> Prompt: Reproduce each of the items below word for word, leaving out the pictures.

— Begin Records shown —

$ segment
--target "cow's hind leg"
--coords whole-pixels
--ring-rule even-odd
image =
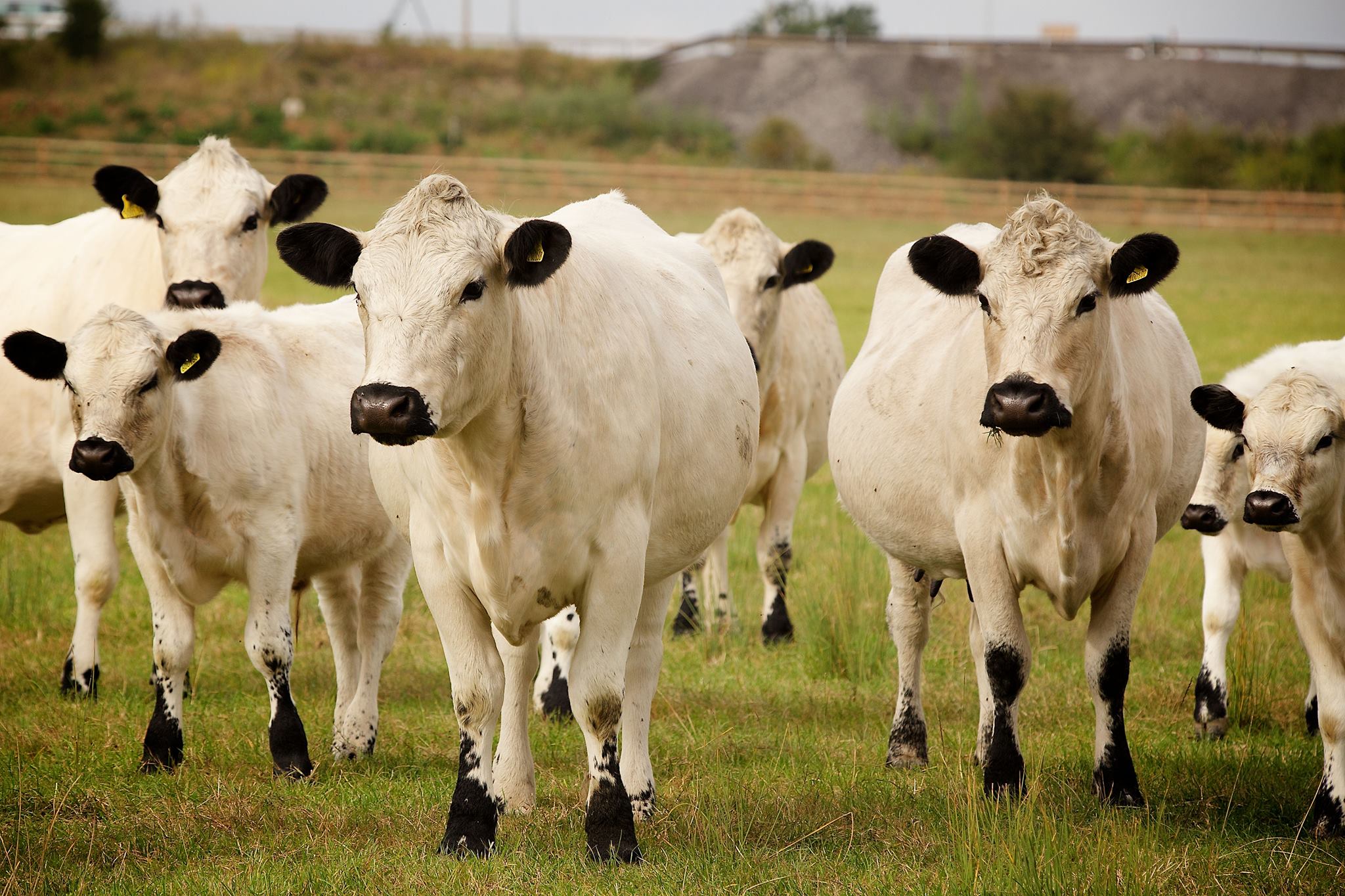
[[[1196,737],[1217,740],[1228,731],[1228,639],[1237,624],[1245,565],[1229,553],[1231,541],[1204,537],[1200,553],[1205,561],[1205,591],[1201,595],[1201,623],[1205,655],[1196,675]]]
[[[491,630],[504,663],[504,712],[500,716],[500,743],[495,751],[495,792],[504,811],[514,814],[527,814],[537,803],[533,745],[527,740],[527,687],[537,675],[541,628],[534,626],[518,646]]]
[[[120,491],[116,482],[94,482],[82,474],[62,472],[70,548],[75,558],[75,631],[70,639],[61,692],[98,696],[98,623],[102,607],[117,587],[117,538],[113,518]]]
[[[533,685],[533,706],[542,718],[574,716],[570,706],[570,661],[578,638],[580,616],[574,607],[566,607],[542,626],[542,665]]]
[[[621,782],[636,821],[654,814],[654,766],[650,763],[650,716],[663,665],[663,613],[672,578],[655,583],[640,597],[631,650],[625,659],[621,702]]]
[[[897,709],[888,736],[888,768],[929,763],[924,706],[920,704],[920,673],[929,640],[929,587],[925,576],[898,560],[888,558],[892,591],[888,592],[888,632],[897,646]]]

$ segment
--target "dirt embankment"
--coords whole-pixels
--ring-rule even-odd
[[[897,106],[951,109],[970,78],[983,106],[1003,86],[1052,86],[1110,132],[1158,129],[1176,114],[1239,130],[1301,133],[1345,120],[1345,69],[1165,59],[1081,46],[759,44],[721,42],[664,59],[651,100],[699,108],[740,139],[783,116],[835,165],[898,165],[872,120]]]

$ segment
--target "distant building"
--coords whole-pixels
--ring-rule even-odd
[[[66,27],[63,4],[51,0],[0,3],[0,16],[4,16],[4,24],[0,26],[0,38],[4,40],[50,38]]]

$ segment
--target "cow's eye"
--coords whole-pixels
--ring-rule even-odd
[[[463,287],[463,301],[473,301],[476,299],[480,299],[483,292],[486,292],[486,281],[473,280],[472,283]]]

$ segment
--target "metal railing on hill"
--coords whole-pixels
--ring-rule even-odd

— End Records shown —

> Reply to the exercise:
$ segment
--target "cow's hind leg"
--coords whole-pixels
--ring-rule even-odd
image =
[[[1196,737],[1217,740],[1228,731],[1228,639],[1237,624],[1245,565],[1229,553],[1231,541],[1204,537],[1200,553],[1205,561],[1205,591],[1201,595],[1201,623],[1205,655],[1196,675]]]
[[[491,630],[504,663],[504,712],[500,716],[500,743],[495,751],[495,792],[504,811],[514,814],[527,814],[537,803],[533,745],[527,740],[527,687],[537,675],[541,628],[534,626],[518,646]]]
[[[120,491],[116,482],[94,482],[82,474],[62,472],[70,548],[75,558],[75,631],[70,639],[61,692],[98,696],[98,623],[102,607],[117,587],[117,538],[113,518]]]
[[[533,685],[533,706],[542,718],[574,716],[570,706],[570,661],[578,638],[580,616],[574,607],[566,607],[542,626],[542,665]]]
[[[621,782],[636,821],[654,814],[654,766],[650,763],[650,716],[663,665],[663,613],[672,578],[655,583],[640,597],[631,650],[625,659],[621,702]]]
[[[897,709],[888,736],[888,768],[929,763],[924,706],[920,704],[920,673],[929,640],[929,587],[925,576],[898,560],[888,558],[892,591],[888,592],[888,632],[897,646]]]

$ segment
--target "dirt embankment"
--coords whole-pixels
--ring-rule even-odd
[[[897,106],[951,109],[970,78],[983,106],[1003,86],[1052,86],[1110,132],[1158,129],[1176,114],[1239,130],[1301,133],[1345,120],[1345,69],[1165,59],[1081,46],[759,44],[721,42],[664,59],[651,100],[699,108],[740,139],[783,116],[835,165],[898,165],[872,120]]]

$ segment
--target "distant building"
--coords whole-pixels
--ring-rule even-odd
[[[66,27],[63,4],[51,0],[0,3],[0,16],[4,16],[4,24],[0,26],[0,38],[4,40],[50,38]]]

$ segment
--target "cow's eye"
--coords whole-pixels
--ring-rule even-odd
[[[463,287],[463,301],[473,301],[476,299],[480,299],[483,292],[486,292],[486,281],[473,280],[472,283]]]

$ segment
--target "metal railing on hill"
--coords whole-pixels
--ring-rule even-odd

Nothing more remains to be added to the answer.